*Text provided*:
■ ■ ■ ■ ■ ■ ■
Ask the Doctor: Teething, runny nose, acid reflux

Doctor Rob Riley joins us from Memorial Family Medicine every Tuesday to answer viewer questions.

Here are the questions he addressed during NewsCenter 16 at Noon on January 31, 2017:

"My 10-month-old daughter has had a fever that comes and goes, usually after a bath or when Tylenol wears off. Some slight congestion, too. She doesn't act sick at all. Could this be her teeth cutting?"

Dr. Riley: It's pretty common for parents to report low-grade fevers in association with new teeth coming in. There isn't a lot of science to support that, however. And in any event, teething alone should not cause a significant fever—say, greater than 101 degrees. If babies are having fever, it's more likely due to an infection, most commonly one caused by a virus which just needs to run its course. In general, if the fever is high or persistent, if the child appears ill or is less than one month old, a physician should check things out.



"What causes someone's nose to run every time they eat, no matter what it is they are eating? Is this reason for concern?"

Dr. Riley: We actually have a name for this condition: gustatory rhinitis. We think this is caused by a reflex. The same reflex that causes salivation with food causes a runny nose in some people, usually particularly with hot, spicy foods. It can be pretty annoying or embarrassing for those who have this. There is a medication called Atrovent nasal spray, available by prescription, that can be used just before eating for people who have a tough time with this. It's generally well-tolerated and not addictive. Unfortunately, there's no easy way to fix this permanently. We sort of have to just manage it.



"I have acid reflux. I cough a lot when I go to bed. Is that normal?"

Dr. Riley: Actually, acid reflux is one of the common causes of chronic cough and it tends to be worse when lying down as our viewer describes. What's happening is that some of the acid in the stomach is going backwards, up into the esophagus or swallowing tube. Sometimes, this acid gets high enough that it can spill over into the lungs. That causes the irritation and cough. It's worse at night because we don't have gravity helping us the way it does when we're upright. So, in addition to reducing the amount of stomach acid with medications, we often advise people with this problem to prop the head of their bed up. Lying even a little more upright at night can really be helpful.

Dr. Riley joins us from Memorial Family Medicine.
■ ■ ■ ■ ■ ■ ■
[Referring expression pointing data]
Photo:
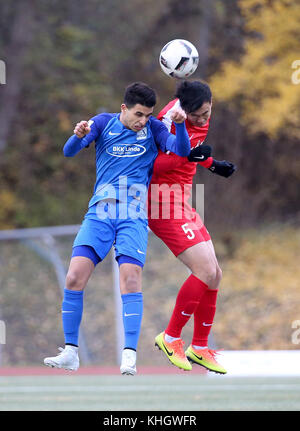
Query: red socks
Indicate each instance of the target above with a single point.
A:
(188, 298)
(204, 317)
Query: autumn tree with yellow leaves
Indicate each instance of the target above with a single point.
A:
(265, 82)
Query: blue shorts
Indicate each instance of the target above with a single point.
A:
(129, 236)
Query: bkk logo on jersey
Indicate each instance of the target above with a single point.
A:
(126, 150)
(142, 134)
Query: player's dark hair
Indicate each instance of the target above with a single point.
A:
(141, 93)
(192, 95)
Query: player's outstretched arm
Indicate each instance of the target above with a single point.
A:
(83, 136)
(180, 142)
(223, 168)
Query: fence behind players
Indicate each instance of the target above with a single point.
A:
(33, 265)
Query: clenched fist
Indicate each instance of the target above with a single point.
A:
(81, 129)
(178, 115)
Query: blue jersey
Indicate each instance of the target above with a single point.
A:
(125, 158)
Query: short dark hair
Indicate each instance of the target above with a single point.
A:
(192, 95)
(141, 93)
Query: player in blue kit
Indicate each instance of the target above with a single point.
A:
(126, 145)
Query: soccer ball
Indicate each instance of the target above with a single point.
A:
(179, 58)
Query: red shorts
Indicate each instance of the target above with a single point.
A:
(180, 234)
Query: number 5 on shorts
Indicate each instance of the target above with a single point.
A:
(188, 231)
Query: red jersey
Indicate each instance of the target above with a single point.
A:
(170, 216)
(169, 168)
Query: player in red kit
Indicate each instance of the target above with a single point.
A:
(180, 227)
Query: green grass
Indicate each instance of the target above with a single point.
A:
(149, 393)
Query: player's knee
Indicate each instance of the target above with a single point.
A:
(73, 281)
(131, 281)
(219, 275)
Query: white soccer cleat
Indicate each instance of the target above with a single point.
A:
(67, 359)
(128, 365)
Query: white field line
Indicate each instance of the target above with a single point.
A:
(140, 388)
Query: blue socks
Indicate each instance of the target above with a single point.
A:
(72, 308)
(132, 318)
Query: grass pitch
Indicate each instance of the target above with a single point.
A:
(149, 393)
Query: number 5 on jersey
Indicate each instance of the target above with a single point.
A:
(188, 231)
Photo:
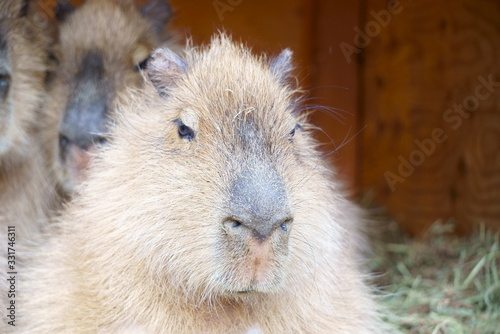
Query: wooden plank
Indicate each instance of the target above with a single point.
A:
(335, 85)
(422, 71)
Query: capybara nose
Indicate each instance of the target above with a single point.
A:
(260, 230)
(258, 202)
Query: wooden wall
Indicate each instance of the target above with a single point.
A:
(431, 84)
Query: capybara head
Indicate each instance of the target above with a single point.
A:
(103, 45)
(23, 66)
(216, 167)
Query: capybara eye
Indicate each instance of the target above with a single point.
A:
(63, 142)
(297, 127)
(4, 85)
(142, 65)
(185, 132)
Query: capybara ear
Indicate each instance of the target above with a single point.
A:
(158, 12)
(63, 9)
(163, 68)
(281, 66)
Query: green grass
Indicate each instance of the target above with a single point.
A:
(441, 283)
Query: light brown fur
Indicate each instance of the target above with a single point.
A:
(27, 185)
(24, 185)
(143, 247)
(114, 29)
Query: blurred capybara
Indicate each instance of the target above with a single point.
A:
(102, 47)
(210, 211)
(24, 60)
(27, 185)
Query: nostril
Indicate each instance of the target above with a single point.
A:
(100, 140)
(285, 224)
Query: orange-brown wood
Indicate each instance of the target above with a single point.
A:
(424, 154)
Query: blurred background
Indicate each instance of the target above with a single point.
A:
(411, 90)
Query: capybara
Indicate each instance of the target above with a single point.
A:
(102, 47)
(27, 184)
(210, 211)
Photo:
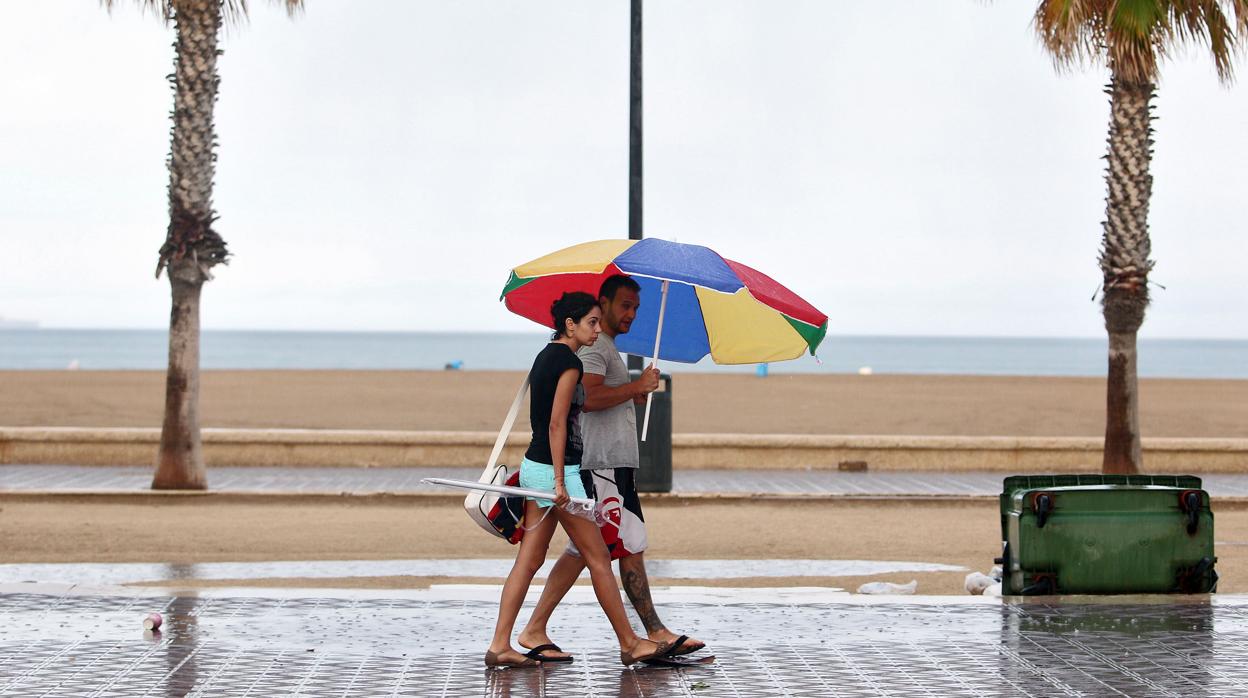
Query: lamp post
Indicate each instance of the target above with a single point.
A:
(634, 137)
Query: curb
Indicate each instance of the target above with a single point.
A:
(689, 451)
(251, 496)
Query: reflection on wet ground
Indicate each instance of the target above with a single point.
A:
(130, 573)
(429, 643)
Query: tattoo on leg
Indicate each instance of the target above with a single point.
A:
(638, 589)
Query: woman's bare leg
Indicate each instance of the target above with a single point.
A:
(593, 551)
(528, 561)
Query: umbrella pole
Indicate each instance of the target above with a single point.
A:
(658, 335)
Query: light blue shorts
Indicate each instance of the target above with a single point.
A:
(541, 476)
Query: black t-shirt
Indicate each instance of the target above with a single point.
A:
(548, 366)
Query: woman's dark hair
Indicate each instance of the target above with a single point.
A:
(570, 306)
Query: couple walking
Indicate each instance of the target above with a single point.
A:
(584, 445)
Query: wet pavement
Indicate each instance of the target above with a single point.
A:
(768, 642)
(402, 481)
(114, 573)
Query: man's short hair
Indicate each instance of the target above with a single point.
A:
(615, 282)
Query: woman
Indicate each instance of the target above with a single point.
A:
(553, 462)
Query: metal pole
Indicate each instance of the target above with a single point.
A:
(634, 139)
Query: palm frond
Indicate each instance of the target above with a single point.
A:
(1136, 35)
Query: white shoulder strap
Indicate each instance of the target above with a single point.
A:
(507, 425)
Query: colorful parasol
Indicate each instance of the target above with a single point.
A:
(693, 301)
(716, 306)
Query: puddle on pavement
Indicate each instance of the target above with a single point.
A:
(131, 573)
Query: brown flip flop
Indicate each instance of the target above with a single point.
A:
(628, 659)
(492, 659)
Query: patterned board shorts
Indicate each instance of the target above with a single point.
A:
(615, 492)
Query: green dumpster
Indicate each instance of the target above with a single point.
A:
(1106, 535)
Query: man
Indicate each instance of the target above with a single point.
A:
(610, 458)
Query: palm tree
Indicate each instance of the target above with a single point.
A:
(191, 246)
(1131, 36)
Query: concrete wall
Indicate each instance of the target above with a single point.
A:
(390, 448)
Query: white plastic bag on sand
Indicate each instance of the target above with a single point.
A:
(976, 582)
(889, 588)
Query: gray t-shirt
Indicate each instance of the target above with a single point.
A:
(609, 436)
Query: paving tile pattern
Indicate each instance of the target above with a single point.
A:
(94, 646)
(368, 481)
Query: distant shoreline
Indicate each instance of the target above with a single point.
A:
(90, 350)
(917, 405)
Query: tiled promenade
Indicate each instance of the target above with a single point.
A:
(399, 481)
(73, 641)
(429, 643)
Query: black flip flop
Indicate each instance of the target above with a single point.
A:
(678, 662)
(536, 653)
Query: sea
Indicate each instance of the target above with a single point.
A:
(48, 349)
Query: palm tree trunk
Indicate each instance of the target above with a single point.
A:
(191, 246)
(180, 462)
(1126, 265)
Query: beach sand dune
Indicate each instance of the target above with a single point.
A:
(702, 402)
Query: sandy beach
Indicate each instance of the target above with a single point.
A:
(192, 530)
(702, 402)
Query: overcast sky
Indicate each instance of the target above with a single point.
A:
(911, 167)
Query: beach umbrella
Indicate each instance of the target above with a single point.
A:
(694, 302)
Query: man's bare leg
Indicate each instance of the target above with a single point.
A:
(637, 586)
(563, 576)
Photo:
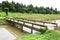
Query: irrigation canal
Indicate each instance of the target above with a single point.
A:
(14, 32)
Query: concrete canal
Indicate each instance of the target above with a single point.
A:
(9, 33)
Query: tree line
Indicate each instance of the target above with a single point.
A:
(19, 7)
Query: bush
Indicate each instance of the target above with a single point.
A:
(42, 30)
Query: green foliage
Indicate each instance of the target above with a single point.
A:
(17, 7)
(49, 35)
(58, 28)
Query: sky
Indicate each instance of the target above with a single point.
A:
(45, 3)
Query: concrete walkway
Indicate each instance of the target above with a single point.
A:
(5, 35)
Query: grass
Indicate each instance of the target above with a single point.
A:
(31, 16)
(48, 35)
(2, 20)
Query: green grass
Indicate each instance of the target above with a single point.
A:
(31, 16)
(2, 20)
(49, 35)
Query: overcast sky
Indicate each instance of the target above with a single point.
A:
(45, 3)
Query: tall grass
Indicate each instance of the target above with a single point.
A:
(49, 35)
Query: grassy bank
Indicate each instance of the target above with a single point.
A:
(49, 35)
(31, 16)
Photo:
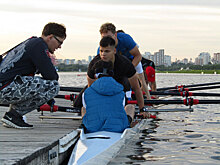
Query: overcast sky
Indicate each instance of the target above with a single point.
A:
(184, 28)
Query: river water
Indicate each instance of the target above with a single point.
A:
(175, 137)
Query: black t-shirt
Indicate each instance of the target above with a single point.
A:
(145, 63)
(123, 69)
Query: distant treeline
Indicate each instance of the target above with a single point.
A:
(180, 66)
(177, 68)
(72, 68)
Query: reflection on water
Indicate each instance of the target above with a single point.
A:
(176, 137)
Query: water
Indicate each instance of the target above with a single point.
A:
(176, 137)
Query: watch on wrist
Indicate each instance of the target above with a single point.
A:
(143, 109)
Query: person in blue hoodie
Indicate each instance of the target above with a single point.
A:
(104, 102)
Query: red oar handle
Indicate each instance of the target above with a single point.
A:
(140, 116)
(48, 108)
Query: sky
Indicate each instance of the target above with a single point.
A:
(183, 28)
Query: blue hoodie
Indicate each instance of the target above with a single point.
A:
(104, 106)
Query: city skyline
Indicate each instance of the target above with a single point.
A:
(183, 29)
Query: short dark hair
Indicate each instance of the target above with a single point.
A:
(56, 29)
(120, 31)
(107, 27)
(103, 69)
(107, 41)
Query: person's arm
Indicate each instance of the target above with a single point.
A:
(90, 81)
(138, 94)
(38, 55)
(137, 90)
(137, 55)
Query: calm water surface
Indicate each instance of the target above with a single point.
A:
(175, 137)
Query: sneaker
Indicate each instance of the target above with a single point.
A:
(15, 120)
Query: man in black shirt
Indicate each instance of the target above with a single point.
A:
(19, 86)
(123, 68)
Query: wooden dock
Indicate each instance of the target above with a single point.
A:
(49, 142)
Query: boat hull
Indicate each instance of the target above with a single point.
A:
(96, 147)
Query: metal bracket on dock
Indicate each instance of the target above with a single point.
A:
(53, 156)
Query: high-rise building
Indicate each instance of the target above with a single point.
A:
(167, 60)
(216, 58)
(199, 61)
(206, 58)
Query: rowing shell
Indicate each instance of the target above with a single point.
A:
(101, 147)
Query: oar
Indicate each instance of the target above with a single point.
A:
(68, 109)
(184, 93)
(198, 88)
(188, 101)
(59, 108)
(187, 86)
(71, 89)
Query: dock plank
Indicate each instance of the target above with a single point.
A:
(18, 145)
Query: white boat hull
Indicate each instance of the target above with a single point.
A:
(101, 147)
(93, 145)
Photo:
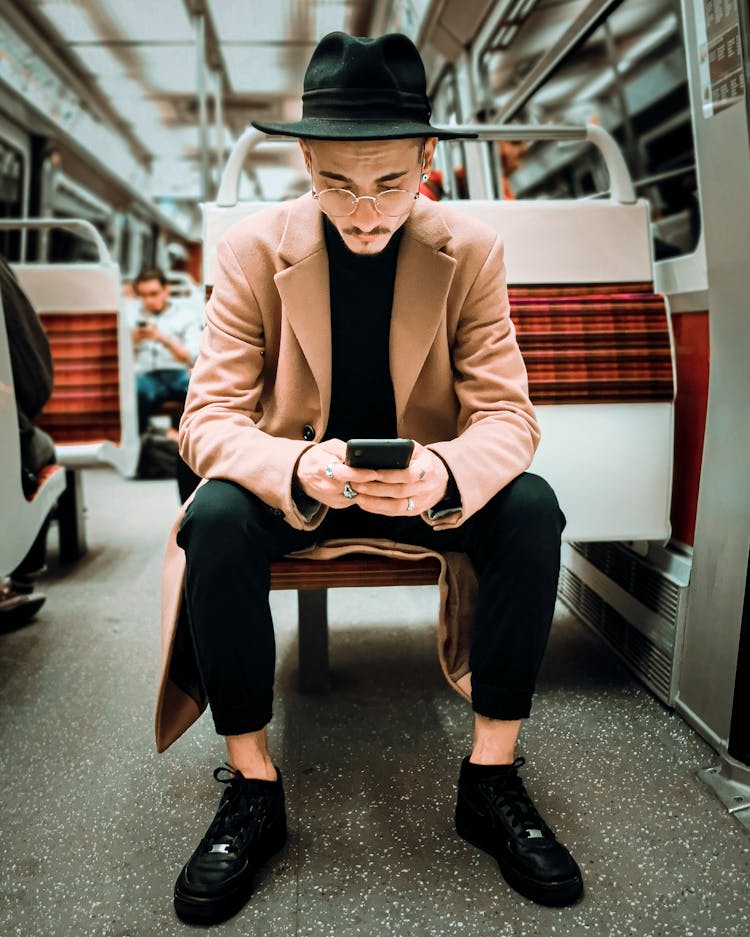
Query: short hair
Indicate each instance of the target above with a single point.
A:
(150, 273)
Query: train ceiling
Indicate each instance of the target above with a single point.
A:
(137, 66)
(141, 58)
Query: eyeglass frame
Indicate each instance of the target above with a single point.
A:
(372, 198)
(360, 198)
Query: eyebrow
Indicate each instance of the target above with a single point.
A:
■ ■ ■ ■ ■ ■ ■
*Problems to work on*:
1. In the doctor Q&A text, what name is given to the condition where a person's nose runs whenever they eat?
2. Swap "esophagus" for "gullet" in the doctor Q&A text, starting at the words "Dr. Riley: Actually, acid" and stopping after "really be helpful.".

*Exercise results*:
1. Gustatory rhinitis

2.
Dr. Riley: Actually, acid reflux is one of the common causes of chronic cough and it tends to be worse when lying down as our viewer describes. What's happening is that some of the acid in the stomach is going backwards, up into the gullet or swallowing tube. Sometimes, this acid gets high enough that it can spill over into the lungs. That causes the irritation and cough. It's worse at night because we don't have gravity helping us the way it does when we're upright. So, in addition to reducing the amount of stomach acid with medications, we often advise people with this problem to prop the head of their bed up. Lying even a little more upright at night can really be helpful.